**TEXT BLOCK**
━━━━━━━━━━━━━━━━━━━━
To see this, imagine that we were trying to use a neural network to compute an arbitrary function. What are the chances of this function being continuous and differentiable? Let’s see how many functions belong to one of three categories: differentiable (and continuous, as differentiability implies continuity), continuous but not necessarily differentiable, or not necessarily continuous or differentiable. Visually, differentiable functions are smooth with no sharp edges or squiggles and continuous functions may have sharp edges but must be connected.

Formally, we can define the set of all functions $f$ that map $X$ into $Y$, $f: X \to Y \; given \; X, Y \in \Bbb R$:

\[\{f \in (X, Y)\}\]

with the set of all continuous functions being

\[\{f \in \mathbf C(X, Y)\}\]

and the set of continuous and (somewhere) differentiable functions as

\[\{f \in \mathbf C^1(X, Y)\}\]

The cardinality of the set of all functions is equivalent to $ \Bbb R^{\Bbb R}$ and the cardinality of the set of all continuous functions is $\Bbb R$, so

\[\lvert \{f \in \mathbf C(X, Y)\} \rvert = \lvert \Bbb R \rvert << \lvert \Bbb R^{\Bbb R} \rvert = \lvert \{f \in (X, Y)\} \rvert\]

A small proof for this is as follows: continuous real functions map the real line onto the rationals and as the rationals are countable, the set of all continuous real functions is countable. In symbols,

\[\lvert \{f \in \mathbf C(X, Y)\} \rvert = \lvert \Bbb R ^ \Bbb Q \rvert = \lvert \Bbb R \rvert\]

Whereas real functions map the real line onto any point in this line (not necessarily rational points), so

\[\lvert \{f \in \mathbf (X, Y)\} \rvert = \lvert \Bbb R ^ \Bbb R \rvert\]

Set cardinality is intuitively a rather rough measure of the size of a set: the Cantor set, for example, has the same cardinality as $\Bbb R$ even though the probability of choosing an element in this set for all elements over the interval $[0, 1]$ is 0, and in that sense the Cantor set has a smaller measure than the reals.

More formally, as a consequence of Baire’s theorem, it can be shown that the set of somewhere-differentiable functions ${f \in \mathbf C^1(X, Y)}$ is of the first category (negligably small, specifically a union of countably many nowhere dense subsets) in Banach space (see Hewitt & Stromberg’s Real and Abstract analysis for a proof). Thus

\[m \{f \in \mathbf C^1(X, Y)\} << m \{f \in \mathbf C(X, Y)\}\]

where $m \mathbf C$ signifies the measure of the set of $ \mathbf C$. Expanding the definition of measure to be set cardinality inequality or Banach space inequality, we have:

\[m \{f \in \mathbf C^1(X, Y)\} << m \{f \in \mathbf C(X, Y)\} << m \{f \in (X, Y)\}\]

Thus size of the set of all continuous and differentiable functions is far smaller than the size of the set of all continuous functions, which is in turn far smaller than the set of all functions. The usage of ‘far smaller’ does not quite do justice to the idea that each set is vanishingly tiny compared to the next.
━━━━━━━━━━━━━━━━━━━━
**WRITTEN PROBLEM 1**
Format the records as a two-column CSV with the columns "prompt" and "response", one row per record. Put each value in a single quoted field and turn its line breaks into spaces.

**MATERIAL**
━━━━━━━━━━━━━━━━━━━━
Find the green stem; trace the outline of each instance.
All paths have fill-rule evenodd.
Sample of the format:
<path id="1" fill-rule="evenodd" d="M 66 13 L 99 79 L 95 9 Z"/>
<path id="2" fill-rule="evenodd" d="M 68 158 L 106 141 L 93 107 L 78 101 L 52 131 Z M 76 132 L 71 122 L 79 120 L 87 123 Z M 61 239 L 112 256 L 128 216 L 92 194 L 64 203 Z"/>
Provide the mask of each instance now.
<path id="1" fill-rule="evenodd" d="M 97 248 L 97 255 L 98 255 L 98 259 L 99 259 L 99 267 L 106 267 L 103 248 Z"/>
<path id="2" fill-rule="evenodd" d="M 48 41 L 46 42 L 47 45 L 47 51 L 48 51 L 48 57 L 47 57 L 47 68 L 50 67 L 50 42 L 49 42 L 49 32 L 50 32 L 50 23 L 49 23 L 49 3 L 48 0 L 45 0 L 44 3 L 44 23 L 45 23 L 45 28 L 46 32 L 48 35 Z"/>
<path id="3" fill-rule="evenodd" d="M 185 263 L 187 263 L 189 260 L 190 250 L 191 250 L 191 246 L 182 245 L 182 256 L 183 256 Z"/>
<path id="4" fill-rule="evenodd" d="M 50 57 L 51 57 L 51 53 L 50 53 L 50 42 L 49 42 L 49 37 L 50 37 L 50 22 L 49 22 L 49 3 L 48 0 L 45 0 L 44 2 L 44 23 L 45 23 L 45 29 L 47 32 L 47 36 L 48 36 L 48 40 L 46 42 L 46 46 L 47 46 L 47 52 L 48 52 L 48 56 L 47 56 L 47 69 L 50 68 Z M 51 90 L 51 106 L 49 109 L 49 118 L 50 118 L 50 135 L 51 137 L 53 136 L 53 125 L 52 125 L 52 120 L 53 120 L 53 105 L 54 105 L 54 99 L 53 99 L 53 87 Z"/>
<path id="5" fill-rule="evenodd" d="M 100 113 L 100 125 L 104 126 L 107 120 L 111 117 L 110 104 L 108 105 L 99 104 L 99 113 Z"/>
━━━━━━━━━━━━━━━━━━━━
**WRITTEN PROBLEM 2**
Rewrite the passage on the sizes of function sets, starting with "Whereas real functions" and going on through "than the reals.", with "Cantor set" swapped for "Cantor ternary set".

**COMPLETE ANSWER 1**
prompt,response
"Find the green stem; trace the outline of each instance. All paths have fill-rule evenodd. Sample of the format: <path id=""1"" fill-rule=""evenodd"" d=""M 66 13 L 99 79 L 95 9 Z""/> <path id=""2"" fill-rule=""evenodd"" d=""M 68 158 L 106 141 L 93 107 L 78 101 L 52 131 Z M 76 132 L 71 122 L 79 120 L 87 123 Z M 61 239 L 112 256 L 128 216 L 92 194 L 64 203 Z""/> Provide the mask of each instance now.","<path id=""1"" fill-rule=""evenodd"" d=""M 97 248 L 97 255 L 98 255 L 98 259 L 99 259 L 99 267 L 106 267 L 103 248 Z""/> <path id=""2"" fill-rule=""evenodd"" d=""M 48 41 L 46 42 L 47 45 L 47 51 L 48 51 L 48 57 L 47 57 L 47 68 L 50 67 L 50 42 L 49 42 L 49 32 L 50 32 L 50 23 L 49 23 L 49 3 L 48 0 L 45 0 L 44 3 L 44 23 L 45 23 L 45 28 L 46 32 L 48 35 Z""/> <path id=""3"" fill-rule=""evenodd"" d=""M 185 263 L 187 263 L 189 260 L 190 250 L 191 250 L 191 246 L 182 245 L 182 256 L 183 256 Z""/> <path id=""4"" fill-rule=""evenodd"" d=""M 50 57 L 51 57 L 51 53 L 50 53 L 50 42 L 49 42 L 49 37 L 50 37 L 50 22 L 49 22 L 49 3 L 48 0 L 45 0 L 44 2 L 44 23 L 45 23 L 45 29 L 47 32 L 47 36 L 48 36 L 48 40 L 46 42 L 46 46 L 47 46 L 47 52 L 48 52 L 48 56 L 47 56 L 47 69 L 50 68 Z M 51 90 L 51 106 L 49 109 L 49 118 L 50 118 L 50 135 L 51 137 L 53 136 L 53 125 L 52 125 L 52 120 L 53 120 L 53 105 L 54 105 L 54 99 L 53 99 L 53 87 Z""/> <path id=""5"" fill-rule=""evenodd"" d=""M 100 113 L 100 125 L 104 126 L 107 120 L 111 117 L 110 104 L 108 105 L 99 104 L 99 113 Z""/>"

**COMPLETE ANSWER 2**
Whereas real functions map the real line onto any point in this line (not necessarily rational points), so

\[\lvert \{f \in \mathbf (X, Y)\} \rvert = \lvert \Bbb R ^ \Bbb R \rvert\]

Set cardinality is intuitively a rather rough measure of the size of a set: the Cantor ternary set, for example, has the same cardinality as $\Bbb R$ even though the probability of choosing an element in this set for all elements over the interval $[0, 1]$ is 0, and in that sense the Cantor ternary set has a smaller measure than the reals.